# TASK TO COMPLETE
Write the next part of the Python JSON tutorial below, picking up right after its last sentence, "Once parsed, you index it like any dict or list."

# TEXT SEGMENT
◇ ◇ ◇ ◇
Working with JSON in Python

8 min read

JSON is the data format every web API speaks and every test fixture uses. Python's standard library ships with a json module, so you don't need to install anything — import json and you're working. JSON's six types map almost one-to-one onto Python's built-in types, which is why moving data between an API and a test script feels frictionless. This lesson covers parsing JSON strings, serialising Python data, reading and writing JSON files, navigating nested structures, and the small set of errors that come up in practice.

The four functions you'll actually use

import json

Four functions cover everything:

FunctionDirectionMnemonic
json.loads()JSON string → Python"load string"
json.dumps()Python → JSON string"dump string"
json.load()JSON file → Python(no s) — works on a file object
json.dump()Python → JSON file(no s) — writes to a file object

The s literally means "string." loads/dumps deal with strings; load/dump deal with file objects. Mixing them up is the most common JSON error in Python.

Parsing a JSON string — json.loads

import json
 
raw = '{"id": 7, "name": "Alice", "roles": ["admin", "tester"]}'
data = json.loads(raw)
 
print(type(data))       # <class 'dict'>
print(data["name"])     # "Alice"
print(data["roles"][0]) # "admin"

json.loads parses a JSON string and returns Python objects — a dict here, with a nested list. Once parsed, you index it like any dict or list.
◇ ◇ ◇ ◇
# MATERIAL PROVIDED

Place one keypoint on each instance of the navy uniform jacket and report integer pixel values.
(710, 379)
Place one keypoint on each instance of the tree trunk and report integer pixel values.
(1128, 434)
◇ ◇ ◇ ◇
# ANSWER
Serialising — json.dumps

The other direction:

import json
 
result = {
    "name": "login_test",
    "status": "PASS",
    "duration_ms": 1240,
    "tags": ["smoke", "auth"]
}
 
print(json.dumps(result))

Output (one line):

{"name": "login_test", "status": "PASS", "duration_ms": 1240, "tags": ["smoke", "auth"]}

For a human-readable form, pass indent=2 (or 4):

print(json.dumps(result, indent=2))

Output:

{
  "name": "login_test",
  "status": "PASS",
  "duration_ms": 1240,
  "tags": [
    "smoke",
    "auth"
  ]
}

That's the format you'd save to disk for a test fixture or a CI artefact.

Reading a JSON file — json.load

The same with open() pattern you'd use for any file:

import json
 
with open("fixtures/users.json", "r") as f:
    users = json.load(f)
 
print(f"Loaded {len(users)} users")

json.load(f) reads the entire file and parses it in one step. Notice it's load, not loads — the function operates on the file object, not on a string.

You could read the file into a string yourself and call loads, but load saves a step:

# Equivalent — but unnecessary
with open("fixtures/users.json", "r") as f:
    raw = f.read()
    users = json.loads(raw)

The with statement is Python's context manager. It guarantees the file is closed when the block ends, even if the JSON parser raises. Always use with open(...) for files; we'll cover context managers properly in chapter 4.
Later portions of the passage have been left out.